▶ **Input records**:
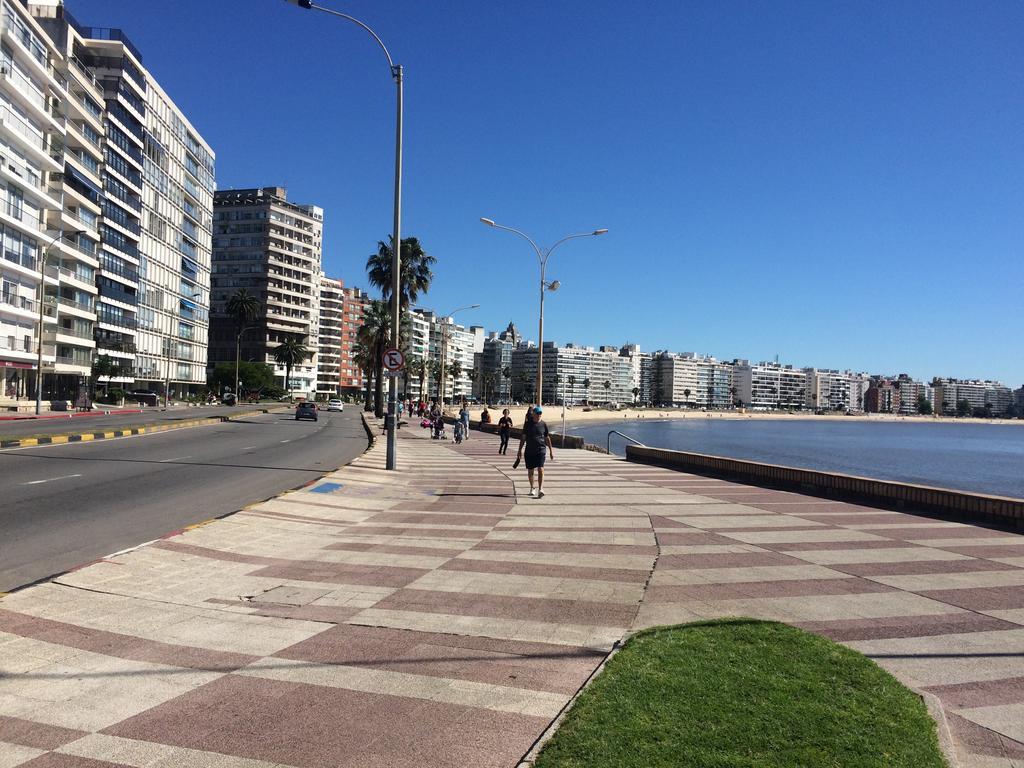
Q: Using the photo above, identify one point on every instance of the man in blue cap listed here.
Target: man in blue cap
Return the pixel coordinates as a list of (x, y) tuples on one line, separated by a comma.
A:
[(537, 441)]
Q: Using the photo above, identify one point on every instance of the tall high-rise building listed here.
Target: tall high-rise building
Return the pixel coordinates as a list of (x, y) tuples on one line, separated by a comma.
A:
[(354, 303), (32, 214), (329, 343), (272, 249), (148, 197)]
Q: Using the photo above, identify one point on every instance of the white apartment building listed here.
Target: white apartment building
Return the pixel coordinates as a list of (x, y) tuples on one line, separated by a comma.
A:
[(150, 176), (272, 249), (827, 389), (32, 215), (692, 381), (435, 337), (769, 385), (329, 341)]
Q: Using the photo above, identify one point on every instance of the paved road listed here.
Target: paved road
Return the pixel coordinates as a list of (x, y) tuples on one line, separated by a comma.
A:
[(65, 505), (24, 428)]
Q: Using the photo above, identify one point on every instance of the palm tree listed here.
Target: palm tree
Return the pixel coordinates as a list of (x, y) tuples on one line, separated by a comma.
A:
[(363, 356), (375, 334), (416, 272), (291, 352), (244, 307)]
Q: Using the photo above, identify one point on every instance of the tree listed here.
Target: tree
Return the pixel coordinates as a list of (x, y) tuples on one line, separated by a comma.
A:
[(375, 335), (290, 352), (416, 273), (244, 307)]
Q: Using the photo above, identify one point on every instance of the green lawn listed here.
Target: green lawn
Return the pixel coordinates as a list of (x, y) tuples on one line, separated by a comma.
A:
[(737, 693)]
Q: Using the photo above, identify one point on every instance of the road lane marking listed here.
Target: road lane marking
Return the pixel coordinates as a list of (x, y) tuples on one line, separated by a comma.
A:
[(50, 479)]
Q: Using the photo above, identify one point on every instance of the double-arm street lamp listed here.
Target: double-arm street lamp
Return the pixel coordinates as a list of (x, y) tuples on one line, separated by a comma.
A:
[(396, 75), (42, 299), (446, 320), (542, 258)]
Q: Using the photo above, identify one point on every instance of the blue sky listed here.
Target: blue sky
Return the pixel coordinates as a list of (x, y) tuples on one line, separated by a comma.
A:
[(837, 183)]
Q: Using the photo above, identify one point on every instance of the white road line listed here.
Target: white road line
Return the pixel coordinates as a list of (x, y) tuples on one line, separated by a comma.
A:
[(50, 479)]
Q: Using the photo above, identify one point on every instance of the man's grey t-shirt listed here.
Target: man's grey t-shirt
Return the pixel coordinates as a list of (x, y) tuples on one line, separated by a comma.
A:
[(536, 433)]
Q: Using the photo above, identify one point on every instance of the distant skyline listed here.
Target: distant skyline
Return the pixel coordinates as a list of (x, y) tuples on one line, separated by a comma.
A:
[(838, 184)]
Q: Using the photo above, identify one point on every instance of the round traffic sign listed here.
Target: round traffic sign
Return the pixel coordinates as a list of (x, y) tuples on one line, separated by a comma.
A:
[(393, 359)]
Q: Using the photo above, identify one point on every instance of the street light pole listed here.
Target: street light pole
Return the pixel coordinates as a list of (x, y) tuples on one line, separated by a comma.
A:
[(397, 74), (42, 298), (542, 258)]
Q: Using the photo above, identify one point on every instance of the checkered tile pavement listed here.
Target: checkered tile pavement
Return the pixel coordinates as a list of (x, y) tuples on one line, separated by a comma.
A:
[(438, 616)]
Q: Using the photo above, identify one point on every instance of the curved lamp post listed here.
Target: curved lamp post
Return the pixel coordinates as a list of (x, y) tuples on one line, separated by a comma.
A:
[(42, 298), (542, 259), (397, 76)]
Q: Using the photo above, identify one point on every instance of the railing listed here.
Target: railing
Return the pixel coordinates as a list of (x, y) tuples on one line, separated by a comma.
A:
[(607, 444), (19, 126), (88, 307)]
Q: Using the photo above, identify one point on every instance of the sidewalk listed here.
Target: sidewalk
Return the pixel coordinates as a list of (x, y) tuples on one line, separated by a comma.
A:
[(437, 616)]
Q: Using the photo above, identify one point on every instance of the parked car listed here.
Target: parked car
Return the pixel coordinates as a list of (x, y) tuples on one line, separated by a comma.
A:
[(305, 411), (143, 396)]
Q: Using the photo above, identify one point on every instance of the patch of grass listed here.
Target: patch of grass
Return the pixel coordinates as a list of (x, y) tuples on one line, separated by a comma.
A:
[(740, 693)]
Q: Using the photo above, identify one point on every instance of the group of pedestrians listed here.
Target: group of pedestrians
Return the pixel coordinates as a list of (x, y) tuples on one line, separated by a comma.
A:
[(535, 440)]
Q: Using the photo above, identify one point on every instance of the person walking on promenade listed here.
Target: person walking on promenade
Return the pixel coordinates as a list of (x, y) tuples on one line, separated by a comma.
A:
[(504, 430), (536, 438)]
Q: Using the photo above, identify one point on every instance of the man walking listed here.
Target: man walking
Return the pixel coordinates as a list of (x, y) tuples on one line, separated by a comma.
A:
[(536, 438)]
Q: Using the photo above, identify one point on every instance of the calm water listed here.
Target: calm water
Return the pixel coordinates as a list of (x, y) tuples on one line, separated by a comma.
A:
[(983, 458)]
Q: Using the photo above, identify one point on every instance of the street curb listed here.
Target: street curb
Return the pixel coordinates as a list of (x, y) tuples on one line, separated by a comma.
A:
[(69, 415), (58, 439)]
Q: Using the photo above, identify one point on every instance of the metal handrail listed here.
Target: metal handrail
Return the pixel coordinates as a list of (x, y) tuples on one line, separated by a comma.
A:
[(607, 444)]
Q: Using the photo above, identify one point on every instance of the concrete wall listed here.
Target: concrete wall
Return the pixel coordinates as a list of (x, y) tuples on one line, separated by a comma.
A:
[(941, 502)]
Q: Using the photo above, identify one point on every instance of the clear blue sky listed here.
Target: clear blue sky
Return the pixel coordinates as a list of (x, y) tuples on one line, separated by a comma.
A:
[(838, 183)]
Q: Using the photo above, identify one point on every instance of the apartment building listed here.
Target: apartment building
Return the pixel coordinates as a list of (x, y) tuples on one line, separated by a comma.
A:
[(353, 304), (138, 173), (434, 337), (32, 140), (272, 249), (827, 389), (689, 380), (769, 385), (495, 366), (992, 396), (329, 342)]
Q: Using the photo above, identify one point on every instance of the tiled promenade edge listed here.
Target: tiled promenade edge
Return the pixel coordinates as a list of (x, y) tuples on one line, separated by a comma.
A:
[(437, 616)]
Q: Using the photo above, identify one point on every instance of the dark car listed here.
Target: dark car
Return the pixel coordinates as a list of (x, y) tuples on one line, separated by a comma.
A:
[(143, 396), (305, 411)]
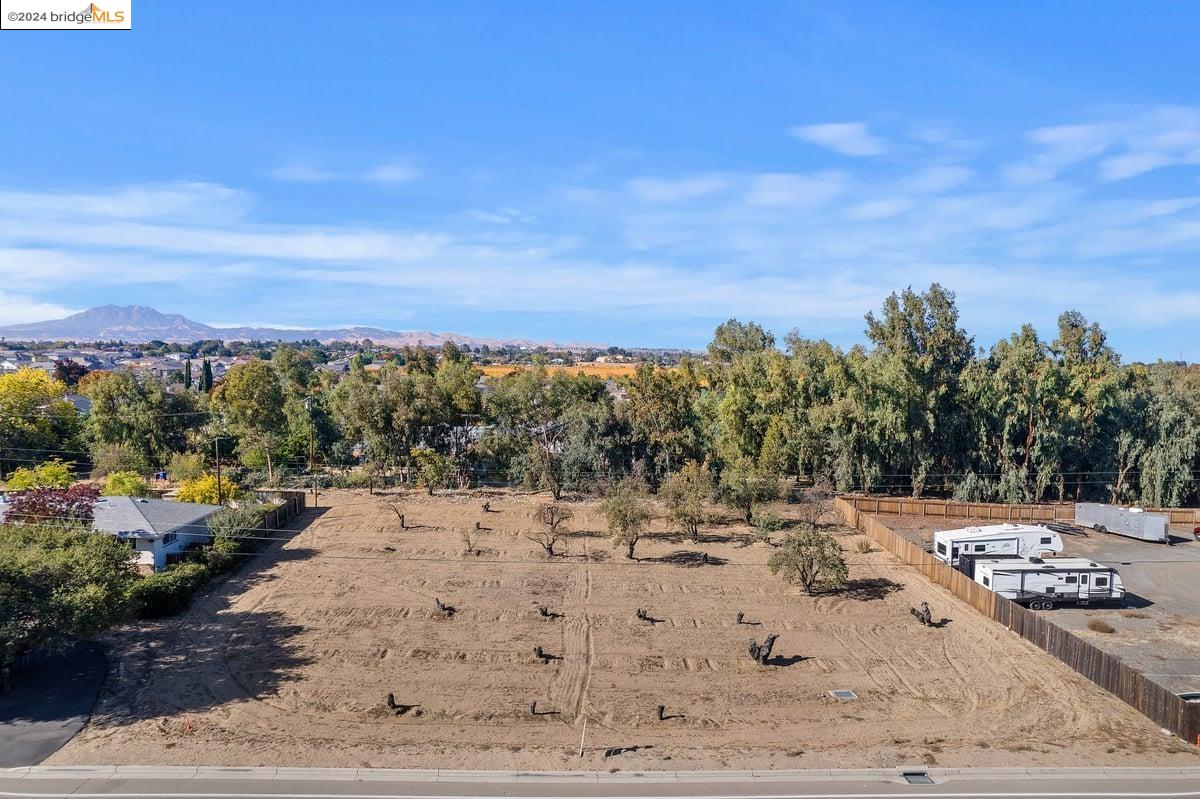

▶ **Aim**: Reproduce the listing with every occurrence of "pixel coordinates" swapped for "image coordinates", keeping everything else identical. Omit the pictures.

▶ **Task answer**:
Q: Using the photo above, identify one point on every instance of the man in blue cap listed here.
Target: man in blue cap
Return the image coordinates as a list of (x, y) tuples on one line, separated by a comma.
A:
[(537, 441)]
Q: Using the photo above, identify one point on every instance of the tall high-rise building listed here.
Target: tall high-rise building
Return the image coordinates as a list of (x, y) tuples on one line, separated by a comma.
A:
[(354, 303), (32, 214), (329, 343), (272, 249), (148, 197)]
Q: Using the photo above, identify one point on every instance of the white apartment building listed here.
Target: white apartment building
Return the image coordinates as a list of (x, y) tuples on one line, separated by a comma.
A:
[(150, 176), (272, 249), (827, 389), (32, 215), (692, 381), (435, 337), (769, 385), (329, 341)]
Q: Using the photo above, identify one point on every instance of the paved road listed here.
Target: paved road
Return the image coordinates as a list of (x, y) tuples on one line, separated by a comma.
A:
[(65, 505), (24, 428)]
Q: Using the photo above, identify one point on every instance of the palm tree listed here.
Target: palm tree
Return the image coordinates as a list of (x, y) tuples on one line, separated by a comma.
A:
[(363, 356), (375, 334), (416, 272), (291, 352), (244, 307)]
Q: Using the photo above, identify one point on every instance of the tree listed here.
Target: tree
Return the image coordinates as a list of (x, y) tuples on one line, separated by a comma.
A:
[(375, 335), (290, 352), (416, 273), (244, 307)]
Q: Using the photo above, identify one point on every instance of the green lawn listed here.
Target: green lawn
Return the image coordinates as a list of (x, y) tuples on one line, separated by a comma.
A:
[(737, 693)]
Q: Using the photo above, identify one point on every instance of the road lane marking listed here.
Target: road lane marking
Return the image coordinates as a list of (x, y) tuples on one line, separated by a comma.
A:
[(50, 479)]
Q: Using the photo above, identify one point on every instance of the double-arm street lamp listed here.
Target: double-arm street lamp
Return the image coordinates as a list of (x, y) tuples on one line, separated by a comma.
A:
[(396, 75), (42, 299), (446, 320), (542, 258)]
Q: Using the photo above, identify one point on every instance of the blue sky listed here.
Target: blue sky
Return the image coordinates as a list of (x, y) tuples on one line, separated by a comma.
A:
[(837, 183)]
Q: Using the photo above, identify one point on every instance of the white road line listed here.
Target: white road line
Return the image coordinates as a list of (x, y) tuples on one line, separated by a comma.
A:
[(50, 479)]
Q: Using the photo above, identify one point on every instance of the man's grey t-shirt listed here.
Target: man's grey t-shirt
Return the image coordinates as a list of (x, y) tuples on one line, separated by a comma.
A:
[(536, 433)]
Q: Using the photo above, identify one point on every instance of the distant skyline listed here.
Target: distant skyline
Return the image coordinates as a list of (x, y) tuples on one line, separated by a comma.
A:
[(838, 184)]
Q: Using the photo above, identify one point on every instance of the round traffic sign listed here.
Target: round traffic sign
Return the image coordinates as a list of (x, y) tuples on one line, separated by a comma.
A:
[(393, 359)]
Q: Using the photo above, identify one point on every instance of the street light pole listed here.
Target: street light pole
Return the image coordinates as a list of (x, y) tuples on one line, separated by a comma.
A:
[(397, 74), (42, 298), (542, 258)]
Q: Using the photo above, identify one point on every instance of the checkered tile pavement listed here.
Target: checkered tile pavement
Return the image coordinates as a list of (x, y) tuples on one line, separated by a comma.
A:
[(438, 616)]
Q: Using the photo above, identify one point on every instance of the curved lamp post listed here.
Target: curved lamp post
Return the image coordinates as a list of (x, y) tuples on one line, separated by a comma.
A:
[(42, 298), (542, 259), (397, 76)]
Q: Using the photo above, identify one point on every instance of the railing listed here.
Target: railing
Return the image coordinates as a list of (x, y) tuples on one line, separated by a comma.
A:
[(607, 444), (19, 126), (88, 307)]
Q: Using the photo above, identify one point on every instance of the sidewalk listed here.
Target: sidewalk
Return the image coordinates as a list of (x, y) tuples on one line, separated by a comma.
A:
[(437, 616)]
Q: Using the photo above, identify one point on every instance of the parked car listed here.
Target: parked car
Return the image coordinates as a list of (x, y) tuples on one line, separated by a comma.
A:
[(305, 411), (143, 396)]
Q: Using the photo above, identify one point on every instance of the patch of grass listed here.
Target: patch of grass
Return the image coordinates as a list of (x, y) tuples on one line, separated by a comma.
A:
[(740, 693)]
Q: Using the photo above, identify one point on every instance of the group of pedestrians listed here.
Target: group of pedestrians
Return the image coordinates as a list of (x, y) tuples on one line, separated by a comma.
A:
[(535, 440)]
Q: Using the photo above, identify one point on every instance of the person walking on promenade listed here.
Target: person walking on promenade
Return the image coordinates as a list of (x, y) tuples on one line, separated by a comma.
A:
[(504, 430), (536, 438)]
Q: Using the photo above, identify one point on every instance of the man walking listed here.
Target: man walking
Return the image coordinates as a list of (x, y) tuples on one line, separated by a comma.
A:
[(536, 438)]
Q: Using the photo above, identify one point on every instance of the calm water listed here.
Target: calm water
Return the image coordinates as a list of (x, y) tuples on one line, separated by a comma.
A:
[(983, 458)]
Q: Using the photo above, identify one point on every instance of the street curb listed here.
Target: street curb
Return the image coordinates as a list of (x, y) tuples on one line, separated by a comma.
A:
[(69, 415), (58, 439)]
Q: Using the photo above, identify one point on every instance of the metal handrail listed here.
Target: metal handrail
Return the image coordinates as a list of (x, y) tuples on one line, separated by a comma.
A:
[(607, 444)]
Q: Using the photo above, identify one point on every instance of the concrete wall listed here.
Target: concrete wall
Return the image coordinates as a list of (x, y) tuples on one line, separated by a comma.
A:
[(941, 502)]
Q: Using the photo above, identify one point on every instance of the clear blue sky listed here.
Target: clear blue sky
Return the image coordinates as a list of (x, y) tuples on one line, separated by a comma.
A:
[(838, 183)]
Q: Using the photo above, identify one point on every instance of the apartment building listed here.
Target: apartment building
Return the image coordinates as a list of (x, y) tuples on one line, separated by a comma.
A:
[(353, 304), (138, 173), (434, 337), (32, 140), (272, 249), (827, 389), (689, 380), (769, 385), (495, 366), (992, 396), (329, 342)]
Q: Using the photo above, identify one point on every instance of the tiled promenade edge listed here.
Target: tiled promenade edge
Return the image coordinates as a list of (x, y) tuples on one line, separated by a comma.
A:
[(437, 616)]
Q: Using the photo above, identify one point on every instance of the dark car listed here.
Target: dark car
Return the image coordinates as a list of (x, y) tuples on one line, separated by a comma.
A:
[(143, 396), (305, 411)]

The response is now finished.